WHAT THIS TASK INVOLVES: Please copy the part of the records that starts with the line containing "of the brown" and runs through the end of the records, both ends included, without changing a word.

DATA FOR THE TASK:
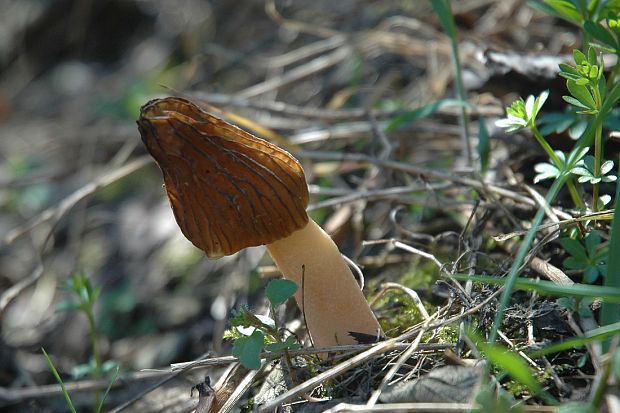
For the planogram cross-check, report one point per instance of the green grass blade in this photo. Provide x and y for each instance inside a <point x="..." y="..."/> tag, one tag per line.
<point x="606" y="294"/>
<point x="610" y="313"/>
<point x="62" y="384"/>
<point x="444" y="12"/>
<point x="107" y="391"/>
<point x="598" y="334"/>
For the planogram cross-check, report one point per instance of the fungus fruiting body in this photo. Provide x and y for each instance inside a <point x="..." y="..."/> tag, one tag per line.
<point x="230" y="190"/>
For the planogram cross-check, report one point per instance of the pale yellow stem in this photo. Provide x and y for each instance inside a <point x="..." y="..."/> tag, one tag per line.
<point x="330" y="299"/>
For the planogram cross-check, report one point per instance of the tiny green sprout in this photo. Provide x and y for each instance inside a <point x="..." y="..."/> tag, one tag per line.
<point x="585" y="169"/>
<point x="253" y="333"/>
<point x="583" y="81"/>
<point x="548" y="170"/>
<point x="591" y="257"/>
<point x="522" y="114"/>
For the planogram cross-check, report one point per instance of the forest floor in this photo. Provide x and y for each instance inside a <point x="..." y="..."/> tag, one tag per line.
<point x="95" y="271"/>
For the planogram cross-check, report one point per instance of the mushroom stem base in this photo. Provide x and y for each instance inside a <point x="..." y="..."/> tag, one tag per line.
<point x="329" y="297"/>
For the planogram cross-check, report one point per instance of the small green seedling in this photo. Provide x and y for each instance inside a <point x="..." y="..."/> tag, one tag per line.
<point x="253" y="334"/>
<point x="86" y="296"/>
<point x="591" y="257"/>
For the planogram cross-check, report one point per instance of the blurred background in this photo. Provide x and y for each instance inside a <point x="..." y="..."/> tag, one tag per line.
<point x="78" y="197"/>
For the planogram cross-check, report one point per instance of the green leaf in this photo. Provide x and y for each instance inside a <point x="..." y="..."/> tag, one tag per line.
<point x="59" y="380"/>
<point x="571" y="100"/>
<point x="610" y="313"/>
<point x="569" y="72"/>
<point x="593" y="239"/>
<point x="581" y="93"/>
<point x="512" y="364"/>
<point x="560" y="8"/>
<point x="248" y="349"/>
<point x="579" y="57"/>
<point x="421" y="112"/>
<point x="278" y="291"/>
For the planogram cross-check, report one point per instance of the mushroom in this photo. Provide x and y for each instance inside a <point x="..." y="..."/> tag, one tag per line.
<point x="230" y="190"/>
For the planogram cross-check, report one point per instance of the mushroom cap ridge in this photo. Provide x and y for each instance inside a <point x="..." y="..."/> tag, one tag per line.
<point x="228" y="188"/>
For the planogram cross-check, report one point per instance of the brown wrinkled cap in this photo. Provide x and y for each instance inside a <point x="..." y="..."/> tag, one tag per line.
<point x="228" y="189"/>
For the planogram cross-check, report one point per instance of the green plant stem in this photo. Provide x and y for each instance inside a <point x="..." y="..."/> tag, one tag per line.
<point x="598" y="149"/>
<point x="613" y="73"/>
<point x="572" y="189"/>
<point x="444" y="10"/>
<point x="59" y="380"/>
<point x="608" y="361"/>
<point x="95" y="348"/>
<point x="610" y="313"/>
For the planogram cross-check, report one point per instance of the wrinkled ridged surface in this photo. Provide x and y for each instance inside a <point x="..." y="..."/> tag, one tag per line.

ANSWER TO THE TASK:
For the planogram cross-check, report one point per instance of the brown wrinkled cap in this photo. Provide x and y for each instance inside a <point x="..." y="..."/> tag, one tag per line.
<point x="228" y="189"/>
For the planogram cross-check, report one point per instance of the green plant stem in this photo. Provide x and y for each instance inside a <point x="..." y="..."/> tag, one tag per line.
<point x="598" y="149"/>
<point x="613" y="73"/>
<point x="572" y="189"/>
<point x="444" y="10"/>
<point x="59" y="380"/>
<point x="608" y="361"/>
<point x="95" y="348"/>
<point x="610" y="313"/>
For the planogram cross-check, report one point per instance of the wrinkled ridged surface in this photo. Provide x and y for each instance inside a <point x="..." y="..."/> tag, one tag per line.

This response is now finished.